* **Directions for this task**
In the records below, find each line that holds "framed" and return it.

══ Exercise materials

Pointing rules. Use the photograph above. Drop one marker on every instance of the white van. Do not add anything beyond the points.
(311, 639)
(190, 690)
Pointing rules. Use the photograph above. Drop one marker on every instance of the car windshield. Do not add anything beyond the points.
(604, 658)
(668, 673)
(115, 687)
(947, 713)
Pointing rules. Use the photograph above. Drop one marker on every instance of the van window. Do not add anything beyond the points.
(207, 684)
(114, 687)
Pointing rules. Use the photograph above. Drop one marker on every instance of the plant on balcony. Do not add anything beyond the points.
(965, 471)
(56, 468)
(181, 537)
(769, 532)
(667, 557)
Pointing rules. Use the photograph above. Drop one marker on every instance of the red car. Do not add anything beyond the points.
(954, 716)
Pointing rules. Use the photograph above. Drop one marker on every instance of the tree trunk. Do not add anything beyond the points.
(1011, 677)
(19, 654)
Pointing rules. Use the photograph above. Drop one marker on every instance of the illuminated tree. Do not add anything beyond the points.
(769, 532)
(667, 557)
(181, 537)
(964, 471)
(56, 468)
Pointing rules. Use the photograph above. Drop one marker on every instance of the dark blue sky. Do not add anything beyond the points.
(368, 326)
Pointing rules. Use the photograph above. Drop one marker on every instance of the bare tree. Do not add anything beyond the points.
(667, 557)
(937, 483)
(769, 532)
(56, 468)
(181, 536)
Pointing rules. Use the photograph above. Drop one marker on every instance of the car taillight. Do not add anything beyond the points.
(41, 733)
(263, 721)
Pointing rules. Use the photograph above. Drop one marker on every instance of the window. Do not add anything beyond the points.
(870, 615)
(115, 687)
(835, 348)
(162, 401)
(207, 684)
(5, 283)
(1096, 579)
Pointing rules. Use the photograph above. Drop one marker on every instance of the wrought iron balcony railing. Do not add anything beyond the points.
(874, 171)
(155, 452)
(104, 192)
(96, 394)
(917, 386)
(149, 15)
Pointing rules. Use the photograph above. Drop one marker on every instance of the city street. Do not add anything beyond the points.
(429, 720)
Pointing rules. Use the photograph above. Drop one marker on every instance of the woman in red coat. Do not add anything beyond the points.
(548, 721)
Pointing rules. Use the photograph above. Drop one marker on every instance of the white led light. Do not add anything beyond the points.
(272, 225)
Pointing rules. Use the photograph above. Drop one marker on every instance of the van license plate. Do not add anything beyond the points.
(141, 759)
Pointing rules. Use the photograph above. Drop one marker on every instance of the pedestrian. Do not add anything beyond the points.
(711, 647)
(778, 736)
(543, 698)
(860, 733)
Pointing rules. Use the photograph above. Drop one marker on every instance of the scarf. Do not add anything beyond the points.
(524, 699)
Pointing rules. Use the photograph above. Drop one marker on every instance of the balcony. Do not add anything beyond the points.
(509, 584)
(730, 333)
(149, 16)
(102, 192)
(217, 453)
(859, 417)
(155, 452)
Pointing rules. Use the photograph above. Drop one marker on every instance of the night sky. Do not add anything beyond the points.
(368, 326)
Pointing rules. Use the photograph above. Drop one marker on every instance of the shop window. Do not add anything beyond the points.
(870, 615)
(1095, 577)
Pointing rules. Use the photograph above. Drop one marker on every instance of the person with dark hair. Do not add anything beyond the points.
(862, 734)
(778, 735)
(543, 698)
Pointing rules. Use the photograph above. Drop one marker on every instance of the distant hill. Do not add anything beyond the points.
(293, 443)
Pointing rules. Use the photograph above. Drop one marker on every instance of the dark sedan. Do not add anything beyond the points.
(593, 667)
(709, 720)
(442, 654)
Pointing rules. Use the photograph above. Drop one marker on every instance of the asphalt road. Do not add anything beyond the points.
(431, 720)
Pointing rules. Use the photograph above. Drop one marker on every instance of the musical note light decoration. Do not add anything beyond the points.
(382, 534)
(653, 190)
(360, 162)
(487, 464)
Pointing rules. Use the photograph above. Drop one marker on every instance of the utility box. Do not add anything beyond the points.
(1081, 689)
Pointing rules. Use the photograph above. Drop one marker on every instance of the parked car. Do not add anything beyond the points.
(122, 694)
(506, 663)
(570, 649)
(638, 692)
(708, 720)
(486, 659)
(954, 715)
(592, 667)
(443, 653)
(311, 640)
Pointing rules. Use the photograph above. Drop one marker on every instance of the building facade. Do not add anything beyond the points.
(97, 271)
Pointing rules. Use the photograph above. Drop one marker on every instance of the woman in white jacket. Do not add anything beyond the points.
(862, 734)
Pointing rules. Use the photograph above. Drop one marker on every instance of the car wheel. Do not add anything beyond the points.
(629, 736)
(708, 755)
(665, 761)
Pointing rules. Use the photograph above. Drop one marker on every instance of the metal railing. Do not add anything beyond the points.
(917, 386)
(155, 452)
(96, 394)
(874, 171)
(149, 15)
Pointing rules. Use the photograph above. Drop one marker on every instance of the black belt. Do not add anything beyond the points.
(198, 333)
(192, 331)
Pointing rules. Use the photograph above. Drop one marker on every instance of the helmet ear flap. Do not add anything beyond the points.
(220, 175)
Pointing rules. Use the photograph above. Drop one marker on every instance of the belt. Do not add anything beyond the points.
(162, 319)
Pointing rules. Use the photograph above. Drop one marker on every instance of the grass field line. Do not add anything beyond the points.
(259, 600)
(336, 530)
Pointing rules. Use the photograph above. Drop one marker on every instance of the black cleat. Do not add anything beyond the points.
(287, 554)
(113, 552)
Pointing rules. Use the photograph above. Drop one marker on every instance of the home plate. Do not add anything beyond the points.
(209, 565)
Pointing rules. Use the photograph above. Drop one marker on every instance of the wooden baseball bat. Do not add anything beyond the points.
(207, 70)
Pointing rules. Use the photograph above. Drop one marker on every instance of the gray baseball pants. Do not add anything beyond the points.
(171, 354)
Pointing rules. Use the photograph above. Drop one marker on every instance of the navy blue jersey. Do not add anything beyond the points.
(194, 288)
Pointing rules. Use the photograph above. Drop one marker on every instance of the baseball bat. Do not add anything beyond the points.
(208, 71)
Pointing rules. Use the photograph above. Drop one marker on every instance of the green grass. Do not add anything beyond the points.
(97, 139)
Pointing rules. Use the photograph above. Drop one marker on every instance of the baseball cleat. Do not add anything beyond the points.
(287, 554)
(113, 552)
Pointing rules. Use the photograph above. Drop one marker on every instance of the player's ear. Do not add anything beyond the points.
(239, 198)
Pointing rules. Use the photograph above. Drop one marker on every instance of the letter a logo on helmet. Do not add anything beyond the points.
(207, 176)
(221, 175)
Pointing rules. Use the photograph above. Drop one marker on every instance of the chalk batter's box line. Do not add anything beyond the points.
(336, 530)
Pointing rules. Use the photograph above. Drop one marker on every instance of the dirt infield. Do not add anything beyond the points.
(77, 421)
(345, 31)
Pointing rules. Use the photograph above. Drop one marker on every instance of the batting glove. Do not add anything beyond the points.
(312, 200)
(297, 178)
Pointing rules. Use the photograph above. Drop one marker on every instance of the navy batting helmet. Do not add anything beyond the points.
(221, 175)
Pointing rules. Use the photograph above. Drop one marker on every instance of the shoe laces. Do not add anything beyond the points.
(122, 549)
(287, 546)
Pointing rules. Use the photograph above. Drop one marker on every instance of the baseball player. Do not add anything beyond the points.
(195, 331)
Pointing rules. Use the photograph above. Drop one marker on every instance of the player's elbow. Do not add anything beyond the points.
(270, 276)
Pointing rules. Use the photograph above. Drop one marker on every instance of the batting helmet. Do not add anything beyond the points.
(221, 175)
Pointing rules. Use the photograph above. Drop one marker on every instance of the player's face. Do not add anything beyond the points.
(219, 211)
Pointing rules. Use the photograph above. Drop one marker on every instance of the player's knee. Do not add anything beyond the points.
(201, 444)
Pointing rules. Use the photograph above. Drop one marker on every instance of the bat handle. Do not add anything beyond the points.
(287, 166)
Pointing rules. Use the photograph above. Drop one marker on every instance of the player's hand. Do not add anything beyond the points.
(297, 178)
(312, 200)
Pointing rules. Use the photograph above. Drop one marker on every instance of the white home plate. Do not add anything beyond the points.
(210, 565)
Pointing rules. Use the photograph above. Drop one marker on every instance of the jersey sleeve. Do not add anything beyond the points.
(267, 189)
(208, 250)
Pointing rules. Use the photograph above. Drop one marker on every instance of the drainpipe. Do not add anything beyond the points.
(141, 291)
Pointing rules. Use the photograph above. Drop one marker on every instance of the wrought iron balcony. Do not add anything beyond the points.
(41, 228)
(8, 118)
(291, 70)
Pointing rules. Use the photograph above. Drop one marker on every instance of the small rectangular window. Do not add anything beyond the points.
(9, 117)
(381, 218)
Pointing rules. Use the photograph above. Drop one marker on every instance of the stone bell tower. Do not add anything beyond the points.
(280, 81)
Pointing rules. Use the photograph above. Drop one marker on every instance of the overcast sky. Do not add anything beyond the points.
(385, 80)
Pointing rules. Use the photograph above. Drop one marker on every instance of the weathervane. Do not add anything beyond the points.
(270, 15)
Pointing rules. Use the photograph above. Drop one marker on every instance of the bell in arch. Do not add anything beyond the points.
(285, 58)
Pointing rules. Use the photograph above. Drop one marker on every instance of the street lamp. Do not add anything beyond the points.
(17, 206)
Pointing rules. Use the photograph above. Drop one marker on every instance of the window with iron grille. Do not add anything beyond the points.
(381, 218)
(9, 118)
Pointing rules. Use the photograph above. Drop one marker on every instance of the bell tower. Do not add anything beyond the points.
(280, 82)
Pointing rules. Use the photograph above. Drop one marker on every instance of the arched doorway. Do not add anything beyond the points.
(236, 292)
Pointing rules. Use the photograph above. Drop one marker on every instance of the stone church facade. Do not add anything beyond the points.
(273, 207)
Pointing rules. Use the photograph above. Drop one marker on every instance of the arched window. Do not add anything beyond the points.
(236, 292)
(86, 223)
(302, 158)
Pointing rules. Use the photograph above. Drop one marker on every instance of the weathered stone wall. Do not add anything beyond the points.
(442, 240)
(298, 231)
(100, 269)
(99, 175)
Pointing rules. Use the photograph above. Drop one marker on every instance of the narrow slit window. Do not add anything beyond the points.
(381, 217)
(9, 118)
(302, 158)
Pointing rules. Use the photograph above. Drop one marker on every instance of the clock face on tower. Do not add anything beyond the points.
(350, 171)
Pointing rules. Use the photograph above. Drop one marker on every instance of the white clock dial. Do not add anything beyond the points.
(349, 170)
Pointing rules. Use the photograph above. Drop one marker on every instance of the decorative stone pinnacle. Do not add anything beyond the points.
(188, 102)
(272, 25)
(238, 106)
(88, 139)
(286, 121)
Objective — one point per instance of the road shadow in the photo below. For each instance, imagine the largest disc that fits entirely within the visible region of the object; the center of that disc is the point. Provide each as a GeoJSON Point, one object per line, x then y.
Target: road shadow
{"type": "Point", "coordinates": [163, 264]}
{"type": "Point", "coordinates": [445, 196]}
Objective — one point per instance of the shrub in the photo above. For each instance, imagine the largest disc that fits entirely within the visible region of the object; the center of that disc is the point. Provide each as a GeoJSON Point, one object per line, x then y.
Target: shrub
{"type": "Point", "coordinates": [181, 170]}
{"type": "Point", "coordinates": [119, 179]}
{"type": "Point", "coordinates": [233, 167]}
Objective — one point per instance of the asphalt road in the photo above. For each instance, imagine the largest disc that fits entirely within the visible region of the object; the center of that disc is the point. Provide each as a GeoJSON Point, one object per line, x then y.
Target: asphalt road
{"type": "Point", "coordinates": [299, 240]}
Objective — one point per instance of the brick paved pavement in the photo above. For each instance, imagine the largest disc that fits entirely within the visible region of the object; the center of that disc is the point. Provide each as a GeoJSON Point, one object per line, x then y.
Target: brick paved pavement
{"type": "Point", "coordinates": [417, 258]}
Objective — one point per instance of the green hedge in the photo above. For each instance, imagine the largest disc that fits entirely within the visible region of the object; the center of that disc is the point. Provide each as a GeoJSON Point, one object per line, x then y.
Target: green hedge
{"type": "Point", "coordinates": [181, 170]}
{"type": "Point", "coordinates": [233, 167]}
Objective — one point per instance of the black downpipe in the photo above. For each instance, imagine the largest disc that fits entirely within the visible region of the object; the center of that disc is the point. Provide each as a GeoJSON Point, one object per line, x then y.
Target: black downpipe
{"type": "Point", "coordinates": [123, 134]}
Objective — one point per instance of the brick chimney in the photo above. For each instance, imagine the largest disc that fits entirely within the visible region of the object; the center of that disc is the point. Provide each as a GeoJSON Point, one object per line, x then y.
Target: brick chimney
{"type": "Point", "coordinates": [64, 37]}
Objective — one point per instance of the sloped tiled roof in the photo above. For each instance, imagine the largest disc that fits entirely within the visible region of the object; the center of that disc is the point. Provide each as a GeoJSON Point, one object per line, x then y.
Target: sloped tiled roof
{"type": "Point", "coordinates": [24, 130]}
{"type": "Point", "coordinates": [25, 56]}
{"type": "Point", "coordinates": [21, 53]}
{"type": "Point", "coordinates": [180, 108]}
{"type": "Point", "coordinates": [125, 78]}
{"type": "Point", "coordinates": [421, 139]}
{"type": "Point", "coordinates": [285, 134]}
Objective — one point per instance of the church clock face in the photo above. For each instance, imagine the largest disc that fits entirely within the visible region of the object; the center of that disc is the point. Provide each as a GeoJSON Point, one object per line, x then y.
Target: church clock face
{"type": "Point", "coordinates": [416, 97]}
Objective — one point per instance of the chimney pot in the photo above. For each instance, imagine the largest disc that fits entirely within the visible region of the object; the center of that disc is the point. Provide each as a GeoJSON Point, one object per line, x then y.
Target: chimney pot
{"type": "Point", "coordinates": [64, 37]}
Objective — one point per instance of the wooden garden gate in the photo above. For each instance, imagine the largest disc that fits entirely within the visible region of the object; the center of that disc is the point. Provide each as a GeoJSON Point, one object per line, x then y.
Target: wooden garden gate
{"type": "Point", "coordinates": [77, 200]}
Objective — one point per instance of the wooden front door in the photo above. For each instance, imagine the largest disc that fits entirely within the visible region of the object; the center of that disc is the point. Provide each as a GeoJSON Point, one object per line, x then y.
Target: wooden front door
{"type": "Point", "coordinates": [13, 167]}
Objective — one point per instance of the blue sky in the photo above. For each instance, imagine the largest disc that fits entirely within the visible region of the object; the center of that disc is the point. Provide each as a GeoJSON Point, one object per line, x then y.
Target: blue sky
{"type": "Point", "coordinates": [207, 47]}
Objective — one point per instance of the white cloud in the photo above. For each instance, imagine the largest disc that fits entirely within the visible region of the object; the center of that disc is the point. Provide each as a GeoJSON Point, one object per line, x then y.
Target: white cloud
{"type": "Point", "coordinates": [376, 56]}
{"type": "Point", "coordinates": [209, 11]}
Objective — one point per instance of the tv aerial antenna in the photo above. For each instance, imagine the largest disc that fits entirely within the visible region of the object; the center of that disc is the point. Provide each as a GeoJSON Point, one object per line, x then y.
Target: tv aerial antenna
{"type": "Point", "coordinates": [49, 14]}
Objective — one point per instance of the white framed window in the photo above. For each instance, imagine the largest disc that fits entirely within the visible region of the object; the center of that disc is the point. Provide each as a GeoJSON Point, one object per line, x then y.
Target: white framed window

════

* **Expected output**
Objective — one point per instance of the white framed window in the photo above. For each instance, imagine the largest disc that fits entirely within the visible region of the object; the center of that disc is the point. Provide each as a GeoJSON Point, one object per line, x then y.
Target: white framed window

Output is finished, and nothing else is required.